Requirement A - Collect every line in the entries below that contains the string "above", treating case as significant.

Excerpted text -
* * *

Monday, November 29, 2010

More pie for everyone

W. Kurt Hauser:
The Obama administration's budget projections claim that raising taxes on the top 2% of taxpayers, those individuals earning more than $200,000 and couples earning $250,000 or more, will increase revenues to the U.S. Treasury. The empirical evidence suggests otherwise. None of the personal income tax or capital gains tax increases enacted in the post-World War II period has raised the projected tax revenues.

Over the past six decades, tax revenues as a percentage of GDP have averaged just under 19% regardless of the top marginal personal income tax rate. The top marginal rate has been as high as 92% (1952-53) and as low as 28% (1988-90). . . .

Over this period there have been more than 30 major changes in the tax code including personal income tax rates, corporate tax rates, capital gains taxes, dividend taxes, investment tax credits, depreciation schedules, Social Security taxes, and the number of tax brackets among others. Yet during this period, federal government tax collections as a share of GDP have moved within a narrow band of just under 19% of GDP.

* * *

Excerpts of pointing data

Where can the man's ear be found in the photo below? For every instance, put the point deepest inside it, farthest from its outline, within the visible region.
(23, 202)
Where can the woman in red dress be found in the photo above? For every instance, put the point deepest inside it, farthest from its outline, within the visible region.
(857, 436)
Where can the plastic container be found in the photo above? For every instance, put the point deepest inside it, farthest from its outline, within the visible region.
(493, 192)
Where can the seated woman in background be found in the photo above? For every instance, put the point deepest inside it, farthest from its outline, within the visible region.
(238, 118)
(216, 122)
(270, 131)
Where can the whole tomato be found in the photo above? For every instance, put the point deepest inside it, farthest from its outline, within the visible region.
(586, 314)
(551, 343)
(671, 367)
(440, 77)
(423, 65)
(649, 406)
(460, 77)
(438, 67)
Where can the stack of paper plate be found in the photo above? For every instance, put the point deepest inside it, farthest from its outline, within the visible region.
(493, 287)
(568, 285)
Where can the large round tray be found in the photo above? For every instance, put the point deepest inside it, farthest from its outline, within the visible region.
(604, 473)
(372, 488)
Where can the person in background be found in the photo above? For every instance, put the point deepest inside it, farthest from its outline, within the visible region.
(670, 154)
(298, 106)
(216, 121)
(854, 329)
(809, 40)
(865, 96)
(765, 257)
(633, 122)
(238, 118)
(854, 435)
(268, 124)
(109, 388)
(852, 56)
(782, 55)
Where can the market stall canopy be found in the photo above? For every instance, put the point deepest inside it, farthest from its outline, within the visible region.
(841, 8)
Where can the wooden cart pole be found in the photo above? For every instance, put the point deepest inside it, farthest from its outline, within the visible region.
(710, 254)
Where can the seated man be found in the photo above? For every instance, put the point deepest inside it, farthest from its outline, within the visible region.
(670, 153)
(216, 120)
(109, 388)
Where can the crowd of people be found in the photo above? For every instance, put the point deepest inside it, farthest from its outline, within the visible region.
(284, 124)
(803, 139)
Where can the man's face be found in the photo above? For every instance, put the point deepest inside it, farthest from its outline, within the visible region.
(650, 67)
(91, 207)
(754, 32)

* * *

Requirement B - Rewrite the stretch of the tax passage from "More pie for" through "(1988-90). . . .", putting "tax receipts" wherever "tax revenues" appears.

Final answer A -
Where can the woman in red dress be found in the photo above? For every instance, put the point deepest inside it, farthest from its outline, within the visible region.
Where can the plastic container be found in the photo above? For every instance, put the point deepest inside it, farthest from its outline, within the visible region.
Where can the seated woman in background be found in the photo above? For every instance, put the point deepest inside it, farthest from its outline, within the visible region.
Where can the whole tomato be found in the photo above? For every instance, put the point deepest inside it, farthest from its outline, within the visible region.
Where can the stack of paper plate be found in the photo above? For every instance, put the point deepest inside it, farthest from its outline, within the visible region.
Where can the large round tray be found in the photo above? For every instance, put the point deepest inside it, farthest from its outline, within the visible region.
Where can the person in background be found in the photo above? For every instance, put the point deepest inside it, farthest from its outline, within the visible region.
Where can the market stall canopy be found in the photo above? For every instance, put the point deepest inside it, farthest from its outline, within the visible region.
Where can the wooden cart pole be found in the photo above? For every instance, put the point deepest inside it, farthest from its outline, within the visible region.
Where can the seated man be found in the photo above? For every instance, put the point deepest inside it, farthest from its outline, within the visible region.
Where can the crowd of people be found in the photo above? For every instance, put the point deepest inside it, farthest from its outline, within the visible region.
Where can the man's face be found in the photo above? For every instance, put the point deepest inside it, farthest from its outline, within the visible region.

Final answer B -
More pie for everyone

W. Kurt Hauser:
The Obama administration's budget projections claim that raising taxes on the top 2% of taxpayers, those individuals earning more than $200,000 and couples earning $250,000 or more, will increase revenues to the U.S. Treasury. The empirical evidence suggests otherwise. None of the personal income tax or capital gains tax increases enacted in the post-World War II period has raised the projected tax receipts.

Over the past six decades, tax receipts as a percentage of GDP have averaged just under 19% regardless of the top marginal personal income tax rate. The top marginal rate has been as high as 92% (1952-53) and as low as 28% (1988-90). . . .